::: Supplied information :::
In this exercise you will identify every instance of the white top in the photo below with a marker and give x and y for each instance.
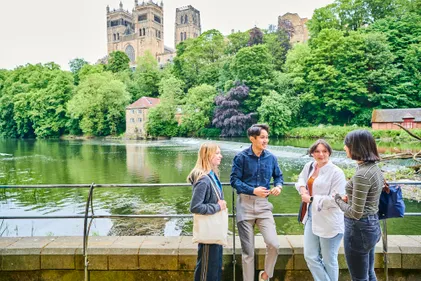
(327, 217)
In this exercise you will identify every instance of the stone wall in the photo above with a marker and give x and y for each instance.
(132, 258)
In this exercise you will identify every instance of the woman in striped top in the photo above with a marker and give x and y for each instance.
(360, 205)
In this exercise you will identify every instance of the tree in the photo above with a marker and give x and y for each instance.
(253, 66)
(278, 46)
(277, 111)
(229, 115)
(323, 18)
(161, 119)
(256, 36)
(75, 66)
(236, 41)
(146, 77)
(194, 55)
(198, 109)
(118, 61)
(99, 103)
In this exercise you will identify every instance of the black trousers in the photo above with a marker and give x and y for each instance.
(209, 263)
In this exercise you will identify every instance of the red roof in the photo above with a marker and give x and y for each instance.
(144, 102)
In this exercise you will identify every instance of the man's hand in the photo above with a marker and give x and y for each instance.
(261, 192)
(222, 204)
(275, 191)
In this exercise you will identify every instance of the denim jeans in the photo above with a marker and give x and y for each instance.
(361, 237)
(209, 263)
(321, 254)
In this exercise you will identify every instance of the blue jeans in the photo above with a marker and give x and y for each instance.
(361, 237)
(321, 254)
(209, 263)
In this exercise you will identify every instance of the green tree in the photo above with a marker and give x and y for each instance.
(277, 110)
(195, 54)
(99, 103)
(198, 109)
(253, 66)
(161, 119)
(236, 41)
(118, 61)
(147, 76)
(75, 66)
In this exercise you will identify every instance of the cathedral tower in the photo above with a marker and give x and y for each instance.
(136, 32)
(187, 24)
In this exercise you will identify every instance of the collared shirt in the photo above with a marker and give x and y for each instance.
(250, 171)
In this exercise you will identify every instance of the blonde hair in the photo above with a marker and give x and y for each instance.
(203, 164)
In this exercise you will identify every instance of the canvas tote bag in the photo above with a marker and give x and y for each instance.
(211, 229)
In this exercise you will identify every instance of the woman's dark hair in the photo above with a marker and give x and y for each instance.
(313, 147)
(256, 129)
(362, 146)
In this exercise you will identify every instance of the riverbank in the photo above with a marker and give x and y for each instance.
(339, 132)
(174, 258)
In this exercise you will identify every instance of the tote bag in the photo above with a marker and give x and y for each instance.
(211, 229)
(391, 204)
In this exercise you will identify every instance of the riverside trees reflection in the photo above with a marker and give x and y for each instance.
(102, 161)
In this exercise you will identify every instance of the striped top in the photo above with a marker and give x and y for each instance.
(363, 192)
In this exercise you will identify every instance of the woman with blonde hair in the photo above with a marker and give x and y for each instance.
(205, 202)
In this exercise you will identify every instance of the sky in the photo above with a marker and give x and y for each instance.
(41, 31)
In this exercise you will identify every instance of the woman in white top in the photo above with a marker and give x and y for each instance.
(323, 220)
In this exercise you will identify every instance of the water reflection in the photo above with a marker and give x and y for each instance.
(104, 161)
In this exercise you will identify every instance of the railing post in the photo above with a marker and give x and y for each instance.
(385, 250)
(234, 260)
(86, 229)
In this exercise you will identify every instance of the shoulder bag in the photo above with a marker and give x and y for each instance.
(391, 204)
(211, 229)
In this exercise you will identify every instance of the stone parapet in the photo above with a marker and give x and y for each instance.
(174, 258)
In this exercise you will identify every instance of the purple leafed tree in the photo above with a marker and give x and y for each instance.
(228, 115)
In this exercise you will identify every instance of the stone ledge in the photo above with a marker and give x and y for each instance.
(152, 253)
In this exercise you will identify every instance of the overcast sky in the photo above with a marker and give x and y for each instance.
(34, 31)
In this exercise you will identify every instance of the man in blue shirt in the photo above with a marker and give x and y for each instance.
(252, 171)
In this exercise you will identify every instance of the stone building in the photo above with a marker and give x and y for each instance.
(137, 116)
(142, 29)
(187, 24)
(384, 119)
(300, 32)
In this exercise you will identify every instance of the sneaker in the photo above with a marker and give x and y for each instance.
(260, 276)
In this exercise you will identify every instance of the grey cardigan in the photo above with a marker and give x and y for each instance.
(204, 200)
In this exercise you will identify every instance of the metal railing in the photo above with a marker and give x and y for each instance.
(92, 216)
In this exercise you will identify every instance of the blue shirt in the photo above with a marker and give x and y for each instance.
(250, 171)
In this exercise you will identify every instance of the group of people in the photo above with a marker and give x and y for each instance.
(332, 208)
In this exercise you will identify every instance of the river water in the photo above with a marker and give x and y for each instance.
(117, 161)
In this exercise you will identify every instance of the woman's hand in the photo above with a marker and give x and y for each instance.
(275, 191)
(261, 192)
(303, 190)
(222, 204)
(305, 197)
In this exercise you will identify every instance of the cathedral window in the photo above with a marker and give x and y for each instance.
(130, 53)
(156, 19)
(142, 17)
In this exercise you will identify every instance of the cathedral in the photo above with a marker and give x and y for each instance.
(143, 30)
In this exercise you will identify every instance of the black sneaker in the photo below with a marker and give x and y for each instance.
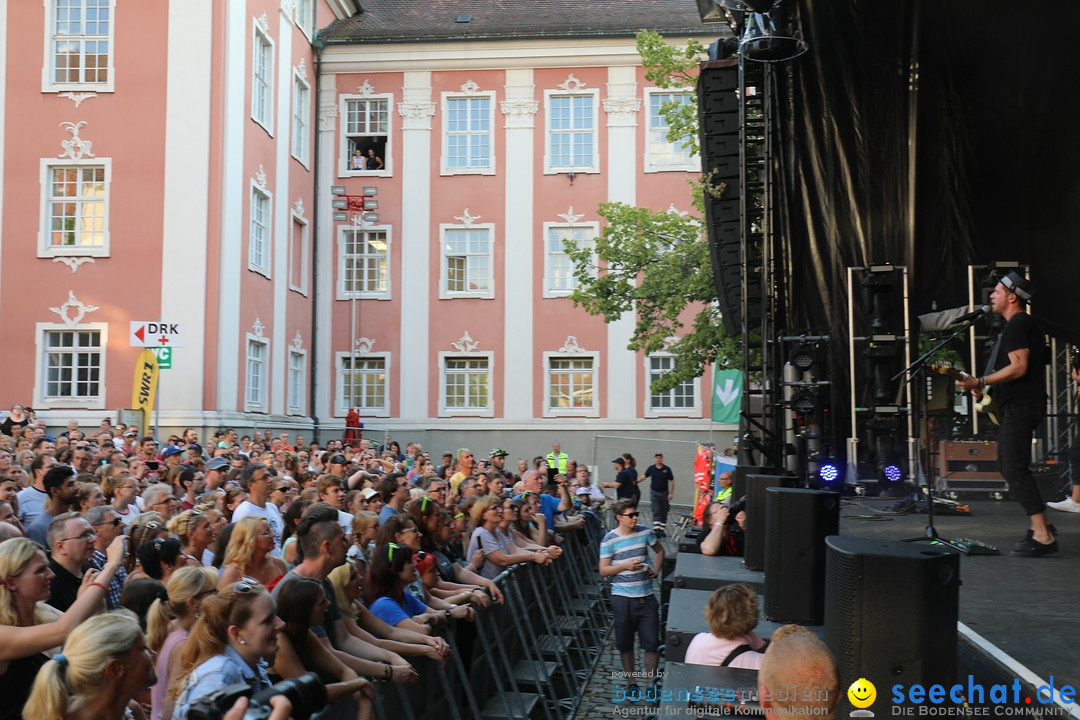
(1029, 534)
(1035, 548)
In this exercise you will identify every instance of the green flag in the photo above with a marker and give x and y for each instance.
(727, 395)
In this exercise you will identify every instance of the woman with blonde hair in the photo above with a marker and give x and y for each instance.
(300, 605)
(248, 554)
(120, 489)
(104, 665)
(498, 547)
(192, 527)
(365, 524)
(143, 528)
(731, 613)
(230, 642)
(29, 627)
(167, 627)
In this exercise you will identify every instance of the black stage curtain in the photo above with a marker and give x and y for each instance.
(977, 161)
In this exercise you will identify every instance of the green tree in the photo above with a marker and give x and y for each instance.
(656, 262)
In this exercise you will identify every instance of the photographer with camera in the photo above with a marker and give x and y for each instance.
(230, 643)
(723, 531)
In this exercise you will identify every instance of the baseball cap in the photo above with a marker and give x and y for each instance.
(217, 463)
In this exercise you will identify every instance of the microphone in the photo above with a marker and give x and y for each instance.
(972, 315)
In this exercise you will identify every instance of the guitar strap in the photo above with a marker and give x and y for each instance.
(991, 363)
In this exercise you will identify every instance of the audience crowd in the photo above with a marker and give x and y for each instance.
(137, 576)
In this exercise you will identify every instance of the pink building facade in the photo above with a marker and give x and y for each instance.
(177, 162)
(158, 165)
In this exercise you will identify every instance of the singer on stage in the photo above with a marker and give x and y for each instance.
(1018, 389)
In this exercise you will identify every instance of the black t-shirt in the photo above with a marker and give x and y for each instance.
(659, 477)
(1022, 333)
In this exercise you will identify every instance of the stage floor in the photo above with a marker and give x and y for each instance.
(1025, 607)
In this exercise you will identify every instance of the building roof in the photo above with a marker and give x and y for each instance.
(412, 21)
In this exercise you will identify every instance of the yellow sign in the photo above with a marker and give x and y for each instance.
(145, 385)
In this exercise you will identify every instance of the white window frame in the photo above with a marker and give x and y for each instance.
(345, 152)
(342, 294)
(475, 411)
(44, 233)
(261, 403)
(692, 410)
(444, 291)
(305, 17)
(259, 191)
(341, 407)
(305, 252)
(49, 84)
(40, 374)
(693, 164)
(295, 404)
(594, 228)
(262, 43)
(300, 146)
(550, 411)
(551, 168)
(478, 170)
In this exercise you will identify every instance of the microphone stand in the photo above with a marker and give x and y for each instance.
(917, 370)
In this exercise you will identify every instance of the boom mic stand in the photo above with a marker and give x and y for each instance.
(914, 371)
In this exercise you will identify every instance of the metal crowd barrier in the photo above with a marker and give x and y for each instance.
(528, 659)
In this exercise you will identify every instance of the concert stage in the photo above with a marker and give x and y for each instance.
(1023, 608)
(1016, 615)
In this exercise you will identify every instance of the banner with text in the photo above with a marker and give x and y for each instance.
(145, 385)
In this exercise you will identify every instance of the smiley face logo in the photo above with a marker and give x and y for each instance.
(862, 693)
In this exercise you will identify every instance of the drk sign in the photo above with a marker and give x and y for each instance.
(154, 334)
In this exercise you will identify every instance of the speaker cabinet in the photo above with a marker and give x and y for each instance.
(890, 612)
(796, 525)
(756, 485)
(739, 477)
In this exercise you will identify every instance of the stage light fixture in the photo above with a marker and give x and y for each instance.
(804, 356)
(806, 401)
(773, 35)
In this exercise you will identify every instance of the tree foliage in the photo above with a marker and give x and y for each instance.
(656, 263)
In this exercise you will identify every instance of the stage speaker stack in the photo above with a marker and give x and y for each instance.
(890, 612)
(739, 478)
(756, 486)
(797, 522)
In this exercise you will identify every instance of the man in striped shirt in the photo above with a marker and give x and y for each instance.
(624, 556)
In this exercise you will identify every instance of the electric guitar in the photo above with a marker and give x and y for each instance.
(986, 404)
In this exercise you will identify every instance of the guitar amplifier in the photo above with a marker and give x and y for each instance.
(970, 465)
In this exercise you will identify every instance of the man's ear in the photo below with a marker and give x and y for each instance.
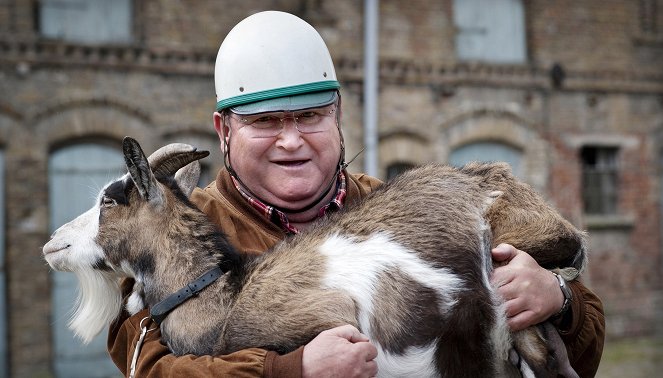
(222, 129)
:::
Problem to solve:
Everything from the line with "In this exercise you will identify every instance of the smiley" through the end of the records above, and nothing else, is to be quoted exactly; please leave the pictures out.

Task output:
In this exercise you will identify every instance of the smiley face logo in the photo above with a marker and give x and y for each instance.
(862, 693)
In this exercise you will identify every instance of the drk sign in the photo above with a marker and give x and y for each instance.
(154, 334)
In this exercise you will identify every instance of the speaker cabinet in the photo above with a marker and give x and y for each instance.
(890, 612)
(796, 525)
(756, 485)
(739, 477)
In this exercise you will identify every instance of the stage light fixture in the photo above with a marker and give x and y for each instance.
(804, 356)
(806, 401)
(773, 35)
In this exercise you will identify every instance of the tree foliage in the photo above with a marker and give x and y for each instance.
(656, 263)
In this exercise you will identify every instance of the stage speaker stack in the photo above with a marker and give x and y for each instance.
(890, 612)
(739, 478)
(756, 486)
(797, 522)
In this exercise you will identify every instance of the man in striped shirt in the photo above with a marker and give x and y for each instance.
(624, 556)
In this exercise you will identify every instance of the electric guitar in the photo above with a marker and give x and y for each instance.
(986, 404)
In this exercise you will identify every instance of the guitar amplifier in the photo above with a marker and give x and y for each instance.
(970, 465)
In this exercise you will identify every instance of the man's ear in the photo below with a marker and give x and y for each instance.
(222, 129)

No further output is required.